• _Given problem_: Transcribe each line exactly.

※

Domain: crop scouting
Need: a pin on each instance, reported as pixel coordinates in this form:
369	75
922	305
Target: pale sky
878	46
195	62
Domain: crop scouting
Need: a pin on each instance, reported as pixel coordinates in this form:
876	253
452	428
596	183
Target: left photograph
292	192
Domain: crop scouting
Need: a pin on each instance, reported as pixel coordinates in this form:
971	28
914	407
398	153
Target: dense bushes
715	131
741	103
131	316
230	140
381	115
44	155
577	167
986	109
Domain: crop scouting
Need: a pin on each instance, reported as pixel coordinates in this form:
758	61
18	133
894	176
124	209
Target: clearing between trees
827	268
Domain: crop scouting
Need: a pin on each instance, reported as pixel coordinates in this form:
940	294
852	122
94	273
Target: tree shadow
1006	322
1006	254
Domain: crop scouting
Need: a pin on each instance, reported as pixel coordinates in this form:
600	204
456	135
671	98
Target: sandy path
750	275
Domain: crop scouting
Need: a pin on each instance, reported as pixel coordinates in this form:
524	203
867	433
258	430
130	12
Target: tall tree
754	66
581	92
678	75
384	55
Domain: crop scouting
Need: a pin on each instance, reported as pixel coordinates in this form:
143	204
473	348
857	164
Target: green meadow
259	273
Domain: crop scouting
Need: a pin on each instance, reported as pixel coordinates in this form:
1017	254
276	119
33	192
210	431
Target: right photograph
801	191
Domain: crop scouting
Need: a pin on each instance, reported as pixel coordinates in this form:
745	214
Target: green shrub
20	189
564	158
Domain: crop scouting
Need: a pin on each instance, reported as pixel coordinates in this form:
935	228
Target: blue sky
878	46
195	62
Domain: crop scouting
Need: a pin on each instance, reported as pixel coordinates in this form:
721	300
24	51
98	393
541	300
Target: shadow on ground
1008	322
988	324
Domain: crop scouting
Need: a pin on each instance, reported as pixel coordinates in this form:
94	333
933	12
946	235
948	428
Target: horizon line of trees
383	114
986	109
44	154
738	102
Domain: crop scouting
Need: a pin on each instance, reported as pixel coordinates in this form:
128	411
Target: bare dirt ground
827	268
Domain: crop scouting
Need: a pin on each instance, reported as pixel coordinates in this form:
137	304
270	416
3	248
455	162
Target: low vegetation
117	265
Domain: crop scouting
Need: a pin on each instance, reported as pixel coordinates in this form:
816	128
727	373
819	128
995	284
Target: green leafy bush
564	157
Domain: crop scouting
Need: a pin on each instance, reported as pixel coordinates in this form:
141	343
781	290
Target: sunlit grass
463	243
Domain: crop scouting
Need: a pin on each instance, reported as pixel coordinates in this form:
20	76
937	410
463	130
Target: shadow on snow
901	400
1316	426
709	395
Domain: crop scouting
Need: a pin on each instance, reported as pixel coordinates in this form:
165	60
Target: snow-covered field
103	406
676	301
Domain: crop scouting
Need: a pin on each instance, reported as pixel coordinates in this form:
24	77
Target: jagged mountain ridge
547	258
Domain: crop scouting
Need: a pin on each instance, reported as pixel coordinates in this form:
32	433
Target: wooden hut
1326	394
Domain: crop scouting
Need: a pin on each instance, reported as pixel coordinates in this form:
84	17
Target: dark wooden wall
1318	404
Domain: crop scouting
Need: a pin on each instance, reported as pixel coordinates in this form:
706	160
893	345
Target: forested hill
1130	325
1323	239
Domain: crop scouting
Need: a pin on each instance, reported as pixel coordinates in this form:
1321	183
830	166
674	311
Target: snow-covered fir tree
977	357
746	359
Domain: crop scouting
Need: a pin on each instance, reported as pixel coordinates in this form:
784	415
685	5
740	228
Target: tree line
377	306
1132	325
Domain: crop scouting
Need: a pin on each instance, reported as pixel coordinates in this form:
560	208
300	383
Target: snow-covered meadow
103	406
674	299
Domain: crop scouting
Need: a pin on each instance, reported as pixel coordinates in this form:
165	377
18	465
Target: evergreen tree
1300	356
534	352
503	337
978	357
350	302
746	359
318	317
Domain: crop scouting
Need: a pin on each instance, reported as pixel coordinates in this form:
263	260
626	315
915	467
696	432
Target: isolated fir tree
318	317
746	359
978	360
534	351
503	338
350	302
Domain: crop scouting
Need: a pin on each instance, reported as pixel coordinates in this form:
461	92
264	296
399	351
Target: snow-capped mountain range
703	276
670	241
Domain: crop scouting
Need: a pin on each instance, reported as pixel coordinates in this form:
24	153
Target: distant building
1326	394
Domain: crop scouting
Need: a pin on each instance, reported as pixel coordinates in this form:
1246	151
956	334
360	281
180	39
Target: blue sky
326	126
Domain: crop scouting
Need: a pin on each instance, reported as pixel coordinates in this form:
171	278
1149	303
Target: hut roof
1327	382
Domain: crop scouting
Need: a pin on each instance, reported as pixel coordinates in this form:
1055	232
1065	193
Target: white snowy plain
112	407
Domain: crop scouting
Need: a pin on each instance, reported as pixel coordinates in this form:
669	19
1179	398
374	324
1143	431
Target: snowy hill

※

• _Expected answer_:
Domain: crop scouting
Need: a pin on each instance, reported as pixel coordinates in this form:
369	75
922	305
Target: pale sky
878	46
195	62
Domain: crop scouting
Need: a pin on each instance, reported as pixel coordinates in this form:
876	253
452	428
596	183
Target: left photograph
292	192
Domain: crop scouting
Need: a pin on each instance, reported as pixel coordinates in this form:
971	28
914	407
398	153
Target: dense bushes
715	131
741	103
131	316
230	140
381	115
44	155
577	167
986	109
Domain: crop scouting
Need: a pin on each instance, reported as pixel coordinates in this form:
758	61
18	133
894	176
124	209
Target: clearing between trees
827	268
Domain: crop scouting
Need: a pin on each instance, reported as pixel coordinates in this form:
940	294
852	122
94	273
Target: tree shadow
1006	322
1006	254
Domain: crop scouting
Need: a pin on each instance, reported as pixel coordinates in this form:
600	204
456	135
671	98
Target: sandy path
750	275
Domain: crop scouting
Need: a pin on each instance, reported as pixel coordinates in this form:
524	203
867	433
258	430
130	12
Target: tall tree
754	66
581	92
678	75
384	55
Domain: crop scouting
Need: a pin on each instance, reported as pixel coordinates in this form:
143	204
473	348
857	164
Target: green meadow
259	273
Domain: crop scouting
Need: a pin on each instance, reported as pixel coordinates in this form:
1017	254
276	119
33	192
210	431
Target: right photograph
801	191
Domain: crop scouting
Need: a pin on each instance, reported as pixel coordinates in this form:
745	214
Target: green shrub
20	189
564	158
Domain: crop scouting
Need: a pin on each instance, reported as pixel coordinates in this form:
935	228
Target: blue sky
878	46
195	62
Domain: crop scouting
Need: a pin on each instance, reported as pixel coordinates in this form:
721	300
24	51
98	393
541	300
Target: shadow on ground
1008	322
988	324
Domain: crop scouting
Need: a pin on each instance, reported as pixel coordinates in this form:
94	333
933	12
946	235
948	428
Target: horizon line of trees
383	114
986	109
44	154
738	102
Domain: crop scouting
Need: a pin on each instance, reported as pixel coordinates in this form:
128	411
Target: bare dirt ground
827	268
Domain: crop scouting
Need: a pin on each instance, reported as pixel coordinates in this form:
137	304
270	416
3	248
455	162
Target: low vegetation
117	265
Domain: crop scouting
Need: a pin on each instance, reported as pixel coordinates in this form:
816	128
727	373
819	128
995	284
Target: green leafy bush
564	157
Domain: crop scouting
Need: a pin on each instance, reported as pixel coordinates in this form:
141	343
781	290
Target: sunlit grass
463	243
Domain: crop scouting
Need: a pin on each instance, reported as pixel coordinates in this form:
20	76
937	410
463	130
Target: shadow on snow
901	400
1316	426
709	395
Domain: crop scouting
Need: a pin on each instance, reported as pixel coordinates in this form:
165	60
Target: snow-covered field
103	406
676	301
Domain: crop scouting
Need: a pin on each instance, reported as pixel coordinates in this form:
24	77
Target: jagged mountain ridge
547	258
Domain: crop scouting
Need: a pin on each instance, reported as pixel coordinates in this form:
32	433
Target: wooden hut
1326	394
Domain: crop scouting
Need: a pin on each instance, reported as pixel coordinates in this form:
84	17
Target: dark wooden wall
1318	404
Domain: crop scouting
Need: a pin on each instance, reported as pixel coordinates in this form:
706	160
893	345
Target: forested hill
1130	325
1323	239
Domain: crop scouting
Need: a pin on each instance, reported as pixel coordinates in this form:
1321	183
830	166
674	311
Target: snow-covered fir tree
977	357
746	359
Domain: crop scouting
Need: a pin on each instance, reported as pixel coordinates in this form:
784	415
685	5
740	228
Target: tree line
377	306
1132	325
Domain: crop scouting
Need: a pin on each instance, reported as pixel coordinates in this form:
560	208
300	383
Target: snow-covered meadow
103	406
674	299
Domain: crop scouting
Need: a pin on each instance, reported as pixel coordinates in this form:
165	377
18	465
Target: evergreen tree
1300	356
534	352
503	337
978	357
350	302
746	359
318	317
Domain: crop scouting
Need: a pin on each instance, reported as pixel coordinates in this form:
263	260
626	315
915	467
696	432
Target: isolated fir tree
318	317
746	359
978	360
534	351
503	338
350	302
Domain: crop scouting
Need: a pin on each instance, reported as pixel coordinates in this form:
461	92
264	296
399	351
Target: snow-capped mountain range
703	276
670	241
Domain: crop scouting
Need: a pin on each instance, reported as pixel coordinates in this form:
24	153
Target: distant building
1326	394
Domain: crop scouting
Need: a pin on each instance, reported as pixel coordinates in this form:
1246	151
956	334
360	281
180	39
Target: blue sky
326	126
Domain: crop scouting
Need: a pin on each instance, reported as pixel coordinates in this form:
171	278
1149	303
Target: hut roof
1327	382
Domain: crop scouting
Need: a pin on each instance, reported as pixel coordinates in this form:
1055	232
1065	193
Target: white snowy plain
112	407
Domain: crop scouting
Need: a pin on each instance, reported as pixel coordinates in this form:
669	19
1179	398
374	324
1143	431
Target: snowy hill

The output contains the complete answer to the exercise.